Direction> Reproduce the data in its entirety, exactly as supplied.

-- start of Extracted material --

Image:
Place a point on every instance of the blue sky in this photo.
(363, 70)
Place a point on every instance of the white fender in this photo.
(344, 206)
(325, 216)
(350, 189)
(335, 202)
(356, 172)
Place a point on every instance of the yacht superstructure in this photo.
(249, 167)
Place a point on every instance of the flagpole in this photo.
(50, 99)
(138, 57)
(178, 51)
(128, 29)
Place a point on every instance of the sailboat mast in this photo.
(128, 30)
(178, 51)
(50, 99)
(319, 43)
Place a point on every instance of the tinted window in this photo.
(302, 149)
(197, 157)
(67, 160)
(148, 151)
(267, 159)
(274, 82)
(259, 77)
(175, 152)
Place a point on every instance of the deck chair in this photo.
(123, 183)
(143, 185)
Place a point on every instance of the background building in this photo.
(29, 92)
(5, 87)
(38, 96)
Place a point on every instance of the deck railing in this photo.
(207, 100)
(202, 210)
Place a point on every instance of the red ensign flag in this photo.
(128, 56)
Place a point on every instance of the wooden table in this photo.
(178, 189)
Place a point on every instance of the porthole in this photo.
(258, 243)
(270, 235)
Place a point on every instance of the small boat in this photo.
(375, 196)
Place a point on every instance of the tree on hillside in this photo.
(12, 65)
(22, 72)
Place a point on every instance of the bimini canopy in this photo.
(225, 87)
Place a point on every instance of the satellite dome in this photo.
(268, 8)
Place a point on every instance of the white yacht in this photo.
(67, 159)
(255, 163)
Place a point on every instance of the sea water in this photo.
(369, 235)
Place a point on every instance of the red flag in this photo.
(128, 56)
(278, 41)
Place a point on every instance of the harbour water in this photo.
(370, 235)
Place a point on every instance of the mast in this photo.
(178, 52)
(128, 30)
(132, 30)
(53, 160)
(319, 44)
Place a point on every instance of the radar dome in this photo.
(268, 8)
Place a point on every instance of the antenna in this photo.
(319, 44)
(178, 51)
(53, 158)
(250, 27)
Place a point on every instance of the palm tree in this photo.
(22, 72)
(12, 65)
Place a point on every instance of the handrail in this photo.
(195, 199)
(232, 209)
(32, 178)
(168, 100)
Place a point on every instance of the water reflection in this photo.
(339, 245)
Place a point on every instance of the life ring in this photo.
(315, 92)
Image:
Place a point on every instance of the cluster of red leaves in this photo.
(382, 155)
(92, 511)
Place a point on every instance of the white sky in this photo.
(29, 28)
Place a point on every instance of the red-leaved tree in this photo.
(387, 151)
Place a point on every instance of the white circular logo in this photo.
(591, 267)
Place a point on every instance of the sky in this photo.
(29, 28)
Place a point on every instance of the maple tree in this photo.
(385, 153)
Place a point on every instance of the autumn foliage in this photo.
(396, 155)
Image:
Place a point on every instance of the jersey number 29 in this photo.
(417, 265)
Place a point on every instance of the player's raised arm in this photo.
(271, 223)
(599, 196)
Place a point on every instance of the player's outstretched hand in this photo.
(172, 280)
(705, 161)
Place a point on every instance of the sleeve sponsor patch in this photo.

-- end of Extracted material --

Answer to the task>
Image:
Place a point on every instance of the blue sky in this photo.
(363, 70)
Place a point on every instance of the white fender in this photo.
(344, 206)
(325, 216)
(350, 189)
(335, 202)
(356, 172)
Place a point on every instance of the yacht superstructure in this photo.
(249, 167)
Place a point on every instance of the flagpole in this photo.
(50, 99)
(138, 57)
(178, 51)
(128, 29)
Place a point on every instance of the sailboat mast in this photo.
(128, 30)
(178, 51)
(50, 99)
(319, 43)
Place a point on every instance of the tinted window in this photo.
(302, 149)
(197, 157)
(67, 160)
(148, 151)
(267, 159)
(274, 82)
(259, 77)
(175, 152)
Place a point on every instance of the deck chair in this photo.
(123, 183)
(143, 185)
Place a point on every instance of the background building in this photo.
(29, 92)
(5, 87)
(38, 96)
Place a point on every instance of the deck railing in this photo.
(207, 100)
(202, 210)
Place a point on every instance of the red ensign flag in this photo.
(128, 56)
Place a point on every instance of the wooden table in this photo.
(178, 189)
Place a point on every instance of the porthole in this photo.
(258, 243)
(270, 235)
Place a point on every instance of the small boat in this photo.
(375, 196)
Place a point on every instance of the tree on hillside in this photo.
(12, 65)
(22, 72)
Place a point on every instance of the bimini canopy in this photo.
(225, 87)
Place a point on every instance of the satellite dome in this photo.
(268, 8)
Place a point on every instance of the white yacht in this photo.
(67, 159)
(255, 163)
Place a point on every instance of the sea water in this photo.
(369, 235)
Place a point on every instance of the red flag in this photo.
(128, 56)
(278, 41)
Place a point on every instance of the harbour water in this photo.
(370, 235)
Place a point on every instance of the mast in this photo.
(178, 52)
(128, 30)
(132, 30)
(53, 160)
(319, 44)
Place a point on every instance of the radar dome in this photo.
(268, 8)
Place a point on every instance of the antenna in this photo.
(319, 44)
(178, 51)
(53, 158)
(250, 27)
Place a point on every instance of the palm tree in this photo.
(22, 72)
(12, 65)
Place a point on every instance of the handrail in this photo.
(195, 199)
(232, 209)
(32, 178)
(168, 100)
Place a point on every instance of the water reflection in this photo.
(339, 245)
Place a point on every instance of the life ring in this photo.
(315, 92)
Image:
Place a point on every instance of the cluster of red leaves in this photo.
(382, 155)
(92, 511)
Place a point on every instance of the white sky in this photo.
(29, 28)
Place a point on every instance of the red-leaved tree in this photo.
(387, 151)
Place a point on every instance of the white circular logo in this photo.
(591, 267)
Place a point on every instance of the sky in this photo.
(29, 28)
Place a point on every instance of the maple tree in this photo.
(385, 153)
Place a point on every instance of the autumn foliage in this photo.
(396, 155)
Image:
Place a point on every instance of the jersey number 29 in this photo.
(417, 265)
Place a point on every instance of the player's raised arm in this photo.
(271, 223)
(599, 196)
Place a point on every instance of the player's outstretched hand in this photo.
(172, 280)
(705, 161)
Place a point on every instance of the sleeve sponsor patch in this photo.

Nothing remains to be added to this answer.